Point annotation records:
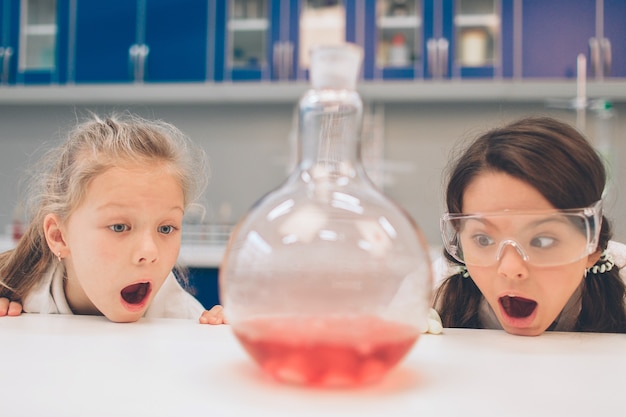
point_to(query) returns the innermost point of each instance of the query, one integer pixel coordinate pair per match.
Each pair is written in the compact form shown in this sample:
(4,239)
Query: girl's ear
(593,258)
(54,235)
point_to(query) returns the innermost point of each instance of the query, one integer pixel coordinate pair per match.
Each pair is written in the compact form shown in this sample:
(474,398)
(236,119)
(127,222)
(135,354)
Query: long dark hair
(559,162)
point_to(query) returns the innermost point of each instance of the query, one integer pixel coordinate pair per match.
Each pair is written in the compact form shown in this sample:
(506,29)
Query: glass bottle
(326,282)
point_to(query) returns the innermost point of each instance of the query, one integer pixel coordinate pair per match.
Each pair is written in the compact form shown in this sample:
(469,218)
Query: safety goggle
(541,238)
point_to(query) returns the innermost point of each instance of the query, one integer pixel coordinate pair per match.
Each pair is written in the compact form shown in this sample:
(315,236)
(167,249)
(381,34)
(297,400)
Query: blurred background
(229,74)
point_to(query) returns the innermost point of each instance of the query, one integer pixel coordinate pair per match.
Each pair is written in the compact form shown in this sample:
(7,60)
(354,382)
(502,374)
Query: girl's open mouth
(135,295)
(517,307)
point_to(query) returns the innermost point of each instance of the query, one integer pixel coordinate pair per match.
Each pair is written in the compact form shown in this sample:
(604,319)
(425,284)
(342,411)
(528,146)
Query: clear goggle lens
(541,238)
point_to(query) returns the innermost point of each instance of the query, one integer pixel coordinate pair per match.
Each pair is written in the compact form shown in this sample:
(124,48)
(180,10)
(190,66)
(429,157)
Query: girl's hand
(10,308)
(213,316)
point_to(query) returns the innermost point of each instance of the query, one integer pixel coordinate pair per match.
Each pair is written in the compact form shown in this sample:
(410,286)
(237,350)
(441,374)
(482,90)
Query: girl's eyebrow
(116,205)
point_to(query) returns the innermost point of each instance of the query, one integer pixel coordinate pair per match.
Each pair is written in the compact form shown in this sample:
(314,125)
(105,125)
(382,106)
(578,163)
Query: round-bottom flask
(326,281)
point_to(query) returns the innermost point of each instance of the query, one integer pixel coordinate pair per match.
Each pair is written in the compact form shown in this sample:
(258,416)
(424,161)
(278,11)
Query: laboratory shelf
(288,92)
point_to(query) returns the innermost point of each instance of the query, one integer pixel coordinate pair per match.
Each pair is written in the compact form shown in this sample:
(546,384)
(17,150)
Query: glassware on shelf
(248,26)
(399,33)
(326,281)
(477,27)
(38,35)
(321,22)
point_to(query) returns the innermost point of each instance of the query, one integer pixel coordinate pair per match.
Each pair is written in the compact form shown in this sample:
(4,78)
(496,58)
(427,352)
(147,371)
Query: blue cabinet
(437,39)
(141,40)
(33,41)
(614,28)
(268,40)
(555,32)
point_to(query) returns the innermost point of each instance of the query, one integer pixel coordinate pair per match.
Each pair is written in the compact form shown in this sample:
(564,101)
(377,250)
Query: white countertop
(87,366)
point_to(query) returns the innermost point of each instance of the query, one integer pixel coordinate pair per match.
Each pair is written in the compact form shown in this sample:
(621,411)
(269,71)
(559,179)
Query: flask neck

**Given instruction**
Copy all the entries word for word. Omit any pictures.

**Solution for this task**
point_to(query) returns the innermost point of each instance of the query, one integer pixel coordinate pair per match.
Each pair is written in the compact form shown in this sample:
(4,239)
Query: girl's ear
(593,258)
(54,235)
point_to(query) returns the innermost point of each instance of the query, one integer pixel coordinate pair per match.
Each pair is written in the compact form shown in this sample:
(474,398)
(236,119)
(127,222)
(135,354)
Query: long dark hair
(559,162)
point_to(query) returns the innermost point of each instance of the query, one integer pixel coordinate pair per match.
Each pair is written in the compact form shown in this sample:
(506,29)
Query: glass bottle
(326,282)
point_to(query) returns the innermost point of each instance of the query, one integer pixel coordinate pair per match.
Each pair is written in the compact form shown in this sample:
(469,218)
Query: safety goggle
(541,238)
point_to(query) returns the innermost point of each instance of the query, one integer pixel coordinate pair per match.
Each pair is written in the compact form shown in this sample:
(315,236)
(167,249)
(381,34)
(297,400)
Query: blurred background
(229,74)
point_to(query) returns the innermost point of each instance of the query, one integer pixel coordinate pair per match.
Each pair is written in the compact form shown in this sample:
(7,60)
(354,382)
(502,374)
Query: girl's open mouth
(135,295)
(517,307)
point_to(query) returns the innermost point of each instance of the query, one integer pixel coordinate pair per match.
Each pair is written in the compact form shown in this sample:
(604,319)
(425,284)
(342,411)
(528,146)
Query: clear goggle lens
(541,238)
point_to(query) returns the innermost point of each instance of the query, one integer pixel coordinate pair per match.
Each pair is written in the compact form shown in this sample:
(124,48)
(180,10)
(190,66)
(429,157)
Query: girl's hand
(10,308)
(213,316)
point_to(query) returns the innermost point of each instance of the query, one integer pixel coordinate pair per match.
Each pair is written in the compact form shown in this sample:
(410,286)
(237,350)
(441,374)
(482,90)
Query: girl's eyebrow
(116,205)
point_to(query) returns the innermost point of each instance of the query, one integer pixel coordinate pair per match.
Each pair is written in the compact form shown in this sample:
(314,125)
(105,125)
(382,106)
(578,163)
Query: round-bottom flask
(326,281)
point_to(query) returns the innermost point of each instance of the query, one integer pixel coordinate pair per match.
Each pair is written in the compact form shown in this sample:
(258,416)
(424,161)
(278,11)
Query: laboratory shelf
(288,92)
point_to(query) returns the innermost point of each instance of the query, one integer pixel coordinate pair per match.
Each pair is written in the compact form shown in this sample:
(546,384)
(17,150)
Query: glassware on shelf
(248,26)
(399,33)
(326,281)
(477,27)
(38,35)
(321,22)
point_to(query) returns the innermost point of each instance of the query, one integer pixel coordinate pair per match.
Each pair is written in the compact form shown in this sample:
(4,78)
(496,58)
(427,352)
(147,371)
Query: blue cabinet
(437,39)
(141,40)
(33,41)
(614,28)
(268,40)
(555,32)
point_to(query) returns the innermost point of each instance of the query, one integer pixel coordinate pair per match.
Each pair is written in the compact form shown in this sample:
(564,101)
(377,250)
Query: white countertop
(87,366)
point_to(query) returns the innermost point of each instance of the query, one integer pixel coordinate pair per match.
Each pair is written in the compact form shown in this sample:
(621,411)
(269,71)
(559,179)
Query: flask neck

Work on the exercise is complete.